Parts of the exercise>
1. Copy the passage on judicial review of compensation awards word for word, between "The order or award" and "ch. 227 or s.", inclusive.
2. Extend the passage on judicial review of compensation awards, picking up after its final sentence.
(Excerpted passage Opens)
The order or award granting or denying compensation, either
interlocutory or final, whether judgment has been rendered on it or not, is
subject to review only as provided in this section and not under ch. 227 or s.
801.02. Within 30 days after the date
of an order or award made by the commission either originally or after the
filing of a petition for review with the department under s. 102.18 any party
aggrieved thereby may by serving a complaint as provided in par. (b) and filing
the summons and complaint with the clerk of the circuit court commence, in
circuit court, an action against the commission for the review of the order or
award, in which action the adverse party shall also be made a defendant. If the circuit court is satisfied that a
party in interest has been prejudiced because of an exceptional delay in the
receipt of a copy of any finding or order, it may extend the time in which an
action may be commenced by an additional 30 days. The proceedings shall be in the circuit court of the county where
the plaintiff resides, except that if the plaintiff is a state agency, the
proceedings shall be in the circuit court of the county where the defendant
resides. The proceedings may be brought
in any circuit court if all parties stipulate and that court agrees.
(Excerpted passage Closes)
(Source information Opens)
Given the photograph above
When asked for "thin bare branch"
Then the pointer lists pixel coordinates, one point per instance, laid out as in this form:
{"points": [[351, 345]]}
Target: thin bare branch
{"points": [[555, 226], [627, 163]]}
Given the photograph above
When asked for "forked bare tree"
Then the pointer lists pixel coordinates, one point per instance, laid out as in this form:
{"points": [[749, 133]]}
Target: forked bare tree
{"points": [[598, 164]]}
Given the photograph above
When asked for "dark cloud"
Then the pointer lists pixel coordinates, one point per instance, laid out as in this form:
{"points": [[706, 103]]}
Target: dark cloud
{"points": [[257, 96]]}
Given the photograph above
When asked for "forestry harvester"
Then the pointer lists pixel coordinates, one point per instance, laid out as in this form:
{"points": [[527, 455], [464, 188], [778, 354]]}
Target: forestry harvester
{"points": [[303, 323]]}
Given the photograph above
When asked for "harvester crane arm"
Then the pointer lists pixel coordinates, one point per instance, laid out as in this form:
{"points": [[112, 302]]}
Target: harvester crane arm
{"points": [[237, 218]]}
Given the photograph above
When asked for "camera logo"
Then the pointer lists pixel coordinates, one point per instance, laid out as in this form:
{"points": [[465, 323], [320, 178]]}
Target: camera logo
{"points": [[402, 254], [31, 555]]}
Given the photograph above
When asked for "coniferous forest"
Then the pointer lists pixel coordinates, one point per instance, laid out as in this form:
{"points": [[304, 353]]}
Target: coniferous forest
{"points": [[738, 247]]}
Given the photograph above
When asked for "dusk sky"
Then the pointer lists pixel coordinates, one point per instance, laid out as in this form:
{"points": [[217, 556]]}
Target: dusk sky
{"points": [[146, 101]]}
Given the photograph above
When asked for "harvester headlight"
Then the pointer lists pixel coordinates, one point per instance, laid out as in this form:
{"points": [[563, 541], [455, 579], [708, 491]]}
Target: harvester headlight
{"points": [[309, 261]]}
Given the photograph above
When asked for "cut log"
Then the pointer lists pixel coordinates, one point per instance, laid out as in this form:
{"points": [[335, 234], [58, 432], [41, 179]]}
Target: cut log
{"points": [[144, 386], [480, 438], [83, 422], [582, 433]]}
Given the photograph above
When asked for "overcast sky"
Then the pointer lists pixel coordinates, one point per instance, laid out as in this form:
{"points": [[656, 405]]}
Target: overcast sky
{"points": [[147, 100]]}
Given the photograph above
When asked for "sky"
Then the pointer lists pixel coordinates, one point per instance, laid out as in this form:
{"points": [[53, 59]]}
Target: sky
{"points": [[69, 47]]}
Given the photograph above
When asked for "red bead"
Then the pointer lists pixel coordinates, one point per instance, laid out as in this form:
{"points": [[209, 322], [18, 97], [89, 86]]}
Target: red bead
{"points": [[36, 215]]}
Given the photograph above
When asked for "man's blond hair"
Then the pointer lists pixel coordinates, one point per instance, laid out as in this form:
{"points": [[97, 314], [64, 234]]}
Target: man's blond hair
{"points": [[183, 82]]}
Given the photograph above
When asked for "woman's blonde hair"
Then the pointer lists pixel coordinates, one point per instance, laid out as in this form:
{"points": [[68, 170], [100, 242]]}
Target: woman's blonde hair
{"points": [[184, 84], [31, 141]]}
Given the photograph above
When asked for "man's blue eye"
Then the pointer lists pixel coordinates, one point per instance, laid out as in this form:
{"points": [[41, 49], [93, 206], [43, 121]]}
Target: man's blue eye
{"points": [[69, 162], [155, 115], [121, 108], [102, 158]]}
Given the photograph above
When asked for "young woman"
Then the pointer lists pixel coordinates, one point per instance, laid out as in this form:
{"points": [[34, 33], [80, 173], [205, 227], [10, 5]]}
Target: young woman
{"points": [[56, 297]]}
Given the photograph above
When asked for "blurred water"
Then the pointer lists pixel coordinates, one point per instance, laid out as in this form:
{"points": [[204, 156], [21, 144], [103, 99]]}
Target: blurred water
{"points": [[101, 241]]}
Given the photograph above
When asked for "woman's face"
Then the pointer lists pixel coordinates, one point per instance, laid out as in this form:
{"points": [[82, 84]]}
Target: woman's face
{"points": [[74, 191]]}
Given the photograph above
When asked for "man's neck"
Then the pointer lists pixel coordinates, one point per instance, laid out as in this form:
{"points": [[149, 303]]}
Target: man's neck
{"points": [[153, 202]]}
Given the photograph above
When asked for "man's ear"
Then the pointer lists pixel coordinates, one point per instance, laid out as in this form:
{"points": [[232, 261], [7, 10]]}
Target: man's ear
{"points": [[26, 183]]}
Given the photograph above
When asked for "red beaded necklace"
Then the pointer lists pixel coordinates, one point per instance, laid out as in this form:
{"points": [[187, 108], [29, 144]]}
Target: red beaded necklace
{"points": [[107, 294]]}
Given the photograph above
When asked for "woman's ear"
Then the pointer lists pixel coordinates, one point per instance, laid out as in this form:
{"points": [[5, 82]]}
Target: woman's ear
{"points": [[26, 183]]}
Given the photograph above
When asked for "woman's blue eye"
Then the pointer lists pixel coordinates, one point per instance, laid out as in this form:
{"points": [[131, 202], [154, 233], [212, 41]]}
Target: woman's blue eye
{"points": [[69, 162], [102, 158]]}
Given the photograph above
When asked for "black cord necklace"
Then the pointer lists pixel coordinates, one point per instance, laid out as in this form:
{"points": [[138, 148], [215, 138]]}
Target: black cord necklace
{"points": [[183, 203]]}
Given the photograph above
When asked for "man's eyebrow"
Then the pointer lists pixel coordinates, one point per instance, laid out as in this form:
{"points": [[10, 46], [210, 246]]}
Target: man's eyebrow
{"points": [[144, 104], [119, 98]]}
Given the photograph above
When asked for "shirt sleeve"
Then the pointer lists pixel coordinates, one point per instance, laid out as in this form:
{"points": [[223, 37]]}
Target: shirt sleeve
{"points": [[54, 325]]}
(Source information Closes)
Expected responses>
1.
The order or award granting or denying compensation, either
interlocutory or final, whether judgment has been rendered on it or not, is
subject to review only as provided in this section and not under ch. 227 or s.

2.
(b) In such an action a complaint shall be served with an authenticated copy of the summons. The complaint need not be verified, but shall state the grounds upon which a review is sought. Service upon a commissioner or agent authorized by the commission to accept service constitutes complete service on all parties, but there shall be left with the person so served as many copies of the summons and complaint as there are defendants, and the commission shall mail one copy to each other defendant.
[3] In light of our conclusion that Selaiden complied with Wis. Stat. § 102.23(1), we do not decide whether a party may, pursuant to Wis. Stat. Rule 802.09, amend after the expiration of thirty days a complaint filed under § 102.23(1). See Gross v. Hoffman, 227 Wis. 296, 300, 277 N.W. 663, 665 (1938) (only dispositive issue need be addressed); State v. Blalock, 150 Wis. 2d 688, 703, 442 N.W.2d 514, 520 (Ct. App. 1989) (“cases should be decided on the narrowest possible ground”).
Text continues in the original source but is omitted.